Aufgaben —
a) Welche Hochschulgruppe hatte laut dem Artikel über die Sitzung des Studierendenparlaments der Humboldt-Uni den abgelehnten Antrag eingebracht?
b) Gib aus den Datensätzen die Zeilen von der Zeile mit „TARGET = roof rack“ bis zum Ende der Datensätze unverändert wieder, beide Enden eingeschlossen. Lass die Bilder in der Antwort weg.

Vorliegender Text —
══════
Nach Protesten: StuPa der Humboldt-Uni weist Juso-Antrag für Solidarität mit Israel zurück

Am Dienstag lehnte das Studierendenparlament (StuPa) der Humboldt-Universität (HU) mit großer Mehrheit einen Antrag ab, der darauf abzielte, Israels Völkermord im Gaza-Streifen zu verteidigen und Kritik daran zu unterdrücken. Viele Besucher nahmen an der öffentlichen Sitzung teil und wiesen die Kriegspropaganda in scharfen Worten zurück.

Die Juso-Hochschulgruppe – der studentische Arm der SPD – hatte versucht, die Kriegspolitik der Netanjahu-Regierung als „Verteidigung“ zu verklären und Protest dagegen als „antisemitisch“ zu verleumden. Der Antrag ging so weit, das Andenken des Holocaust für die Rechtfertigung der Kriegspolitik zu missbrauchen.

Obwohl die Initiative auch von den offen rechten Fraktionen im StuPa unterstützt wurde und mehrere Abgeordnete versuchten, die Debatte bürokratisch abzuwürgen, scheiterte der Antrag. Stattdessen nahm das StuPa einen Antragstext an, der Antisemitismus und antimuslimischen Rassismus verurteilt und Solidarität mit allen vom Krieg betroffenen Studierenden fordert.

HU-Studierende protestieren gegen das Massaker in Gaza und das Schweigen der Universitätsleitung, 7. November 2023

Im Vorfeld der StuPa-Sitzung hatte die Hochschulgruppe der International Youth and Students for Social Equality (IYSSE) dazu aufgerufen, den Antrag abzulehnen, und eine intensive Kampagne unter Studierenden geführt. Bereits auf der vorherigen StuPa-Sitzung hatte die IYSSE-Fraktion den Antrag der Jusos öffentlich verurteilt und ein Ende des Genozids gefordert. Dem Aufruf der IYSSE folgten am Dienstag mehrere dutzend Besucher, darunter muslimische und palästinensische Studierende, sowie Angehörige der Black Student Union (BSU) und des Student Collective Berlin. Der Sitzungssaal war so voll wie seit Jahren nicht mehr.
══════
Bereitgestellte Daten —
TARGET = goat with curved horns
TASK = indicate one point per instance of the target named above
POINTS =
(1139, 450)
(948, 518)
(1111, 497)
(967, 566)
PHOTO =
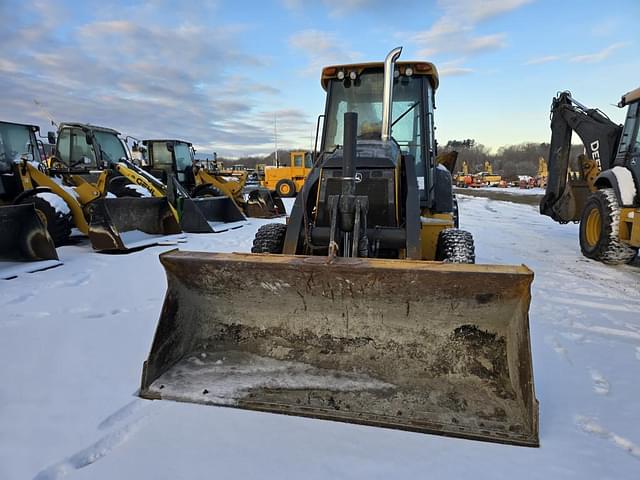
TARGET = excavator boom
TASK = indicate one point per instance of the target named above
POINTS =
(565, 197)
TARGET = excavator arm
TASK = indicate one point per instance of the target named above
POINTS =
(565, 197)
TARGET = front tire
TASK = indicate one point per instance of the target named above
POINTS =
(54, 213)
(600, 230)
(455, 246)
(269, 238)
(286, 188)
(208, 191)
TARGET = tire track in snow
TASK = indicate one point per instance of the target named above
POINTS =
(600, 383)
(590, 426)
(104, 445)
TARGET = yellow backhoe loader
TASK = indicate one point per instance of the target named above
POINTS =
(603, 196)
(366, 307)
(176, 157)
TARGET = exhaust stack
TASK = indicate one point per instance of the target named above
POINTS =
(387, 98)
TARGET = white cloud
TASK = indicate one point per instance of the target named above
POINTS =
(454, 31)
(144, 79)
(545, 59)
(337, 7)
(598, 56)
(321, 48)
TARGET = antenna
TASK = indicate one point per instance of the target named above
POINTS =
(46, 112)
(275, 136)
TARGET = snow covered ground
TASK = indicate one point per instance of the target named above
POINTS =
(73, 339)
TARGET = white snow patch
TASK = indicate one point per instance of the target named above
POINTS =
(600, 383)
(589, 425)
(611, 332)
(223, 380)
(11, 269)
(626, 185)
(56, 201)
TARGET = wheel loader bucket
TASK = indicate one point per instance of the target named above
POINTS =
(25, 244)
(210, 215)
(128, 223)
(422, 346)
(261, 203)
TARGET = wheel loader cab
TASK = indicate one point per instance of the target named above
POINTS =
(171, 156)
(359, 88)
(399, 176)
(17, 142)
(84, 147)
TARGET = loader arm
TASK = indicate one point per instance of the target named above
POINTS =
(231, 189)
(43, 180)
(564, 198)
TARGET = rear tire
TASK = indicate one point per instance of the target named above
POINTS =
(600, 230)
(269, 238)
(208, 191)
(58, 223)
(455, 246)
(286, 188)
(456, 213)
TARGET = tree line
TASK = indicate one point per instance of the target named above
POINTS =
(508, 161)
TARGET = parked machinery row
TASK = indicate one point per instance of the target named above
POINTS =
(89, 183)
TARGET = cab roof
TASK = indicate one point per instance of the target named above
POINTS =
(419, 69)
(155, 140)
(88, 126)
(630, 97)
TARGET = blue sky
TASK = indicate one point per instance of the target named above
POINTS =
(218, 72)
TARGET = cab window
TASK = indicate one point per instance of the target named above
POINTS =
(162, 156)
(81, 151)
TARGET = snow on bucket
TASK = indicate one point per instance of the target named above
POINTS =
(421, 346)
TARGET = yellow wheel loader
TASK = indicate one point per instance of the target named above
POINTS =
(196, 215)
(287, 180)
(74, 193)
(25, 244)
(166, 157)
(366, 307)
(603, 196)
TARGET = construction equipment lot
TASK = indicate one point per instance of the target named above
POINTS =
(73, 338)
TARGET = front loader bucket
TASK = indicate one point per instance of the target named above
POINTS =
(261, 203)
(422, 346)
(25, 243)
(128, 223)
(210, 215)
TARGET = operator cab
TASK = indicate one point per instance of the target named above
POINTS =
(17, 142)
(83, 147)
(359, 88)
(165, 157)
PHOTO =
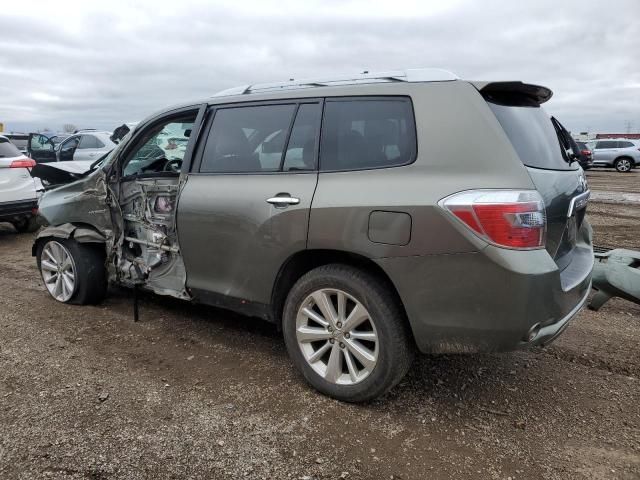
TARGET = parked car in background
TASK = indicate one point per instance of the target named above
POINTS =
(585, 158)
(59, 138)
(18, 196)
(20, 140)
(85, 146)
(348, 211)
(623, 155)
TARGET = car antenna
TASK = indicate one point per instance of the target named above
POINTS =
(136, 316)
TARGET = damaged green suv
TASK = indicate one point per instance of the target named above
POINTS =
(369, 216)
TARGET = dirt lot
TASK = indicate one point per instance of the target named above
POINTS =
(195, 392)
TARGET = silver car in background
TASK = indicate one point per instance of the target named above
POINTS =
(621, 154)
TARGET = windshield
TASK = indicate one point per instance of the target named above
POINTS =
(533, 136)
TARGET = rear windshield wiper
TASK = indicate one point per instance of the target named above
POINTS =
(93, 166)
(566, 142)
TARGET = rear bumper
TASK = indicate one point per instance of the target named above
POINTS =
(14, 210)
(487, 301)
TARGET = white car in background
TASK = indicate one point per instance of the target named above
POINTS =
(18, 195)
(85, 146)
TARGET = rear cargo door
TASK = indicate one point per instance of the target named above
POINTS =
(548, 156)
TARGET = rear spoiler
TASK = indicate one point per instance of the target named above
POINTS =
(513, 94)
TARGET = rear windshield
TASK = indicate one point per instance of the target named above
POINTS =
(532, 135)
(8, 149)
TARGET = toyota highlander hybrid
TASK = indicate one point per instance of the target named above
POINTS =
(347, 211)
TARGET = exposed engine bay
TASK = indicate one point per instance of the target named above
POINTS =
(149, 254)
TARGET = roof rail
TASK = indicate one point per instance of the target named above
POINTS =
(410, 75)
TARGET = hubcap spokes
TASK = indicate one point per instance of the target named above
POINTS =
(337, 336)
(58, 271)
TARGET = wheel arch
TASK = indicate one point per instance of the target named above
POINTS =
(306, 260)
(80, 232)
(628, 157)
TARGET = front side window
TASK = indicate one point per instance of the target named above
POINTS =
(161, 148)
(8, 149)
(88, 141)
(247, 139)
(367, 133)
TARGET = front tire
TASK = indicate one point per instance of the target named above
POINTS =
(623, 165)
(72, 272)
(346, 333)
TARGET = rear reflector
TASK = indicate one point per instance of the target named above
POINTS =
(507, 218)
(23, 163)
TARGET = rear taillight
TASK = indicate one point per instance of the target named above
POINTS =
(23, 163)
(507, 218)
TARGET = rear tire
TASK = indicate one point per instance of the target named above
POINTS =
(27, 225)
(80, 268)
(623, 165)
(371, 355)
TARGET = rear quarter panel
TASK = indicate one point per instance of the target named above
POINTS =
(461, 146)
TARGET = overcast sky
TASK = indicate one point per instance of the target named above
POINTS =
(99, 64)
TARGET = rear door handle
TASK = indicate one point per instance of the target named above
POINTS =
(283, 201)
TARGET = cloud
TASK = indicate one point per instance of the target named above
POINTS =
(96, 64)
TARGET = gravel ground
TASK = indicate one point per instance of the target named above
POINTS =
(195, 392)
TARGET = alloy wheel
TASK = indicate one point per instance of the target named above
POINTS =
(58, 271)
(337, 336)
(623, 165)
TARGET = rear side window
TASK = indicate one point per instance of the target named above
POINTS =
(89, 141)
(8, 149)
(533, 136)
(247, 139)
(362, 133)
(301, 149)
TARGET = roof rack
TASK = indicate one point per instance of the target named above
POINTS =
(410, 75)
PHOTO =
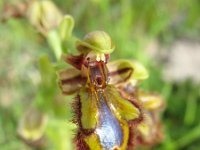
══════
Antworten je Aufgabe —
a) Die Juso-Hochschulgruppe, der studentische Arm der SPD.

b)
TARGET = roof rack
TASK = indicate one point per instance of the target named above
POINTS =
(410, 75)
PHOTO =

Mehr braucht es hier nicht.